[Page text]
The health and safety of Indonesians is a top priority for President Widodo. He aims to do this, in part, through the war on drugs. In an interview with CNN's Christiane Amanpour, Widodo claimed the executions were justified because 50 Indonesians die every day, or 18,000 a year, because of narcotics.

However, in an open letter to The Lancet, a group of leading Indonesian health experts and academics expressed "serious concerns" about the validity of Widodo's estimates. The Lancet letter notes that the lack of transparency and questionable methods behind Widodo's data calls the rational for his punitive policies into question. According to Professor Irwanto, HIV researcher, "...we need to make sure that national policies are based on evidence that is thoroughly peer-reviewed and transparent."

The letter to The Lancet called upon the government to expand evidence-based interventions, such as opioid substitution therapy, needle-and-syringe programs, and rehabilitation programs based on science. In fact, Widodo's extreme penalties connected to drugs are more likely to be a cause of drug related deaths, as those at risk are too afraid to seek care and are thus made more vulnerable. According to Dr. Ignatius Praptoraharjo, at Gadjah Mada University, "Our limited funds are instead being used to bolster fear-based approaches, which effectively drive people in need further away from health programs."

If Widodo is truly committed to preventing premature death he should also turn his sites on the tobacco industry. According to the World Health Organization (WHO), smoking claims around 425,000 Indonesian lives a year and is responsible for nearly a quarter of all deaths annually.

Widodo's reliance on questionable data and extreme policies that fly in the face of evidence-based methods for reducing the harms of drugs calls into question his stated justification for executing non-violent drug offenders.
[/Page text]
[The data]
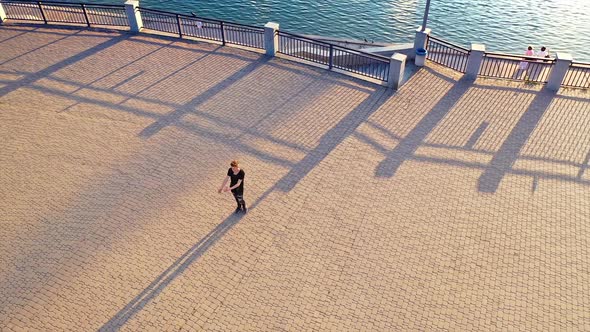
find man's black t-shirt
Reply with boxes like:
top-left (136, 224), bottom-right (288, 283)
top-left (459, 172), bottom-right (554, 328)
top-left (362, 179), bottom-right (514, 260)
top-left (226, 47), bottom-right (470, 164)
[/The data]
### [Exercise 1]
Decide whether each statement agrees with the article on Widodo's drug policy. Answer yes or no and quote the words of the article that decide it.
(a) Widodo claimed that narcotics kill 50 Indonesians every day.
(b) The open letter to The Lancet came from officials of the World Health Organization.
(c) According to the WHO, smoking accounts for nearly a quarter of all deaths in Indonesia each year.
### [Exercise 2]
Continue the article on Widodo's drug policy from its last sentence.
The records play no part in this work.

### [Reply 1]
(a) Yes: "50 Indonesians die every day, or 18,000 a year, because of narcotics."
(b) No: "a group of leading Indonesian health experts and academics expressed "serious concerns""
(c) Yes: "is responsible for nearly a quarter of all deaths annually."

### [Reply 2]
Even the international drug control treaties do not offer Widodo justification for his policies. In his analysis of these treaties, Dr. Rick Lines, Chair of the International Centre on Human Rights and Drug Policy, argues that the vast majority of drug crimes, by definition, are not serious enough to warrant the death penalty. In Indonesia, according to Lines, "...the types of courier offences for which the recent executions took place fall below the 'particularly serious' category under Article 3 (of the 1988 Convention against the Illicit Traffic in Narcotic Drugs and Psychotropic Substances). Executions taking place in such circumstances are violations of international law, a fact made irrefutable by the clear hierarchy of drug offences contained in Article 3."

The outrage expressed by Australia, Brazil, France, the Netherlands, Nigeria, and others against the executions is well founded and not insignificant, but it is not enough. Any government that is serious about stopping the death penalty for drug crimes needs to do much more than recall their ambassadors. For these deaths to be meaningful, all of these governments and others must revisit their own drug policies as well as their political and financial support for the international drugs regime. All of the countries that protested the executions are signatories of the outdated international drug conventions.

More telling than the condemnation was the silence. Quick to criticize Jamaica's new legislation decriminalizing marijuana for specific uses, William R Brownfield, assistant secretary of the U.S. Bureau of International Narcotics and Law Enforcement Affairs (INL), has said nothing about the executions in Indonesia.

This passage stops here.